◆ **QUOTED TEXT**:
________________________

In the 1930s one of the most popular Broadway musicals was the Gershwin brothers' Of Thee I Sing. The story of an American presidential campaign, the play featured a hapless vice president named Throttlebottom. The man wandered through the play, ignored by all. When he applied for a library card, he was turned down because he could not supply two references.
Ever since the founding of the Republic, vice presidents have scorned the office's lack of power and purpose. Thomas Jefferson, a vice president who became president, called the job "the fifth wheel to a handsome coach." Thomas Marshall, vice president under Woodrow Wilson, often told the story of two boys: "One ran away to sea and the other became vice president. Neither was ever heard from again."
Although the office itself is essentially powerless, the vice presidency is a high-profile position that often catapults its occupant onto the national stage. Six of the last eight vice presidents have later gone on to win their party's nomination in their own right (Bush, Mondale, Ford, Nixon, Humphrey and Johnson). And of course, five vice presidents have become president in this century by succeeding to the office upon the death or resignation of the president.
But how much help can a vice-presidential running mate be to a presidential candidate? The noted historian Arthur Schlesinger, Jr., has examined the recent political record and concluded that it is not clear that it really makes much difference whom Michael Dukakis and George Bush choose as their running mates.

________________________

Location identification entries
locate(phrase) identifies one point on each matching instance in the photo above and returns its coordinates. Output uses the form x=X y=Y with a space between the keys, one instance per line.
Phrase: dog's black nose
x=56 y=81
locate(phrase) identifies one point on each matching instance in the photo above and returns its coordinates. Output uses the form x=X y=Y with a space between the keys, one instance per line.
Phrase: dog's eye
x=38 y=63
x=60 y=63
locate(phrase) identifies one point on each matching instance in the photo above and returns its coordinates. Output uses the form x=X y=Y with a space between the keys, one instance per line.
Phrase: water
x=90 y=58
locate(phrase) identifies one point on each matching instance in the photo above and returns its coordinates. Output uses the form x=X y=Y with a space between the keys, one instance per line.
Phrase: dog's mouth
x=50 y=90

________________________

◆ **TASKS AND EXERCISES**:
(A) Write down the passage on the vice presidency word for word, from "Although the office" to "of the president.".
(B) Resume the passage on the vice presidency after its last sentence and carry it further.
The records are not needed for any of the work here.

◆ **ANSWERS FOR THE EXERCISE**:
(A)
Although the office itself is essentially powerless, the vice presidency is a high-profile position that often catapults its occupant onto the national stage. Six of the last eight vice presidents have later gone on to win their party's nomination in their own right (Bush, Mondale, Ford, Nixon, Humphrey and Johnson). And of course, five vice presidents have become president in this century by succeeding to the office upon the death or resignation of the president.

(B)
He does point out that there are exceptions: John Kennedy would certainly never have carried Texas (and perhaps other southern states) in 1960 without Lyndon Johnson on the ticket. But vice presidential candidates often cannot even deliver their own states. In 1948, Tom Dewey put Earl Warren, the most popular governor California had ever had, on the ticket with him, and the Truman-Barkley ticket took California. Estes Kefauver could not save Tennessee for Adlai Stevenson in 1956, nor Cabot Lodge Massachusetts for Richard Nixon in 1960, nor William Miller New York for Barry Goldwater in 1964, nor Spiro Agnew Maryland for Nixon in 1968, nor Sargent Shriver Illinois for George McGovern in 1972, nor Geraldine Ferraro New York for Walter Mondale in 1984. The capacity of vice presidential candidates to help the ticket can be easily overrated.
Nixon, himself a vice president for eight years, once observed that "the vice president can't help you. He can only hurt you." Polls confirm Nixon's view, indicating that more voters vote against vice presidential candidates than for them. Robert Dole's uneven campaign with Gerald Ford in 1976 probably cost the ticket votes in a very close election.
Still, there are counterexamples. Agnew, who was of Greek descent, may have brought thousands of Greek-Americans into the Republican column in 1968. The Nixon-Agnew ticket won by only 500,000 votes. Dukakis, whose grandfather immigrated from the Greek island of Lesbos, will probably swing those same ethnic voters in his direction this November.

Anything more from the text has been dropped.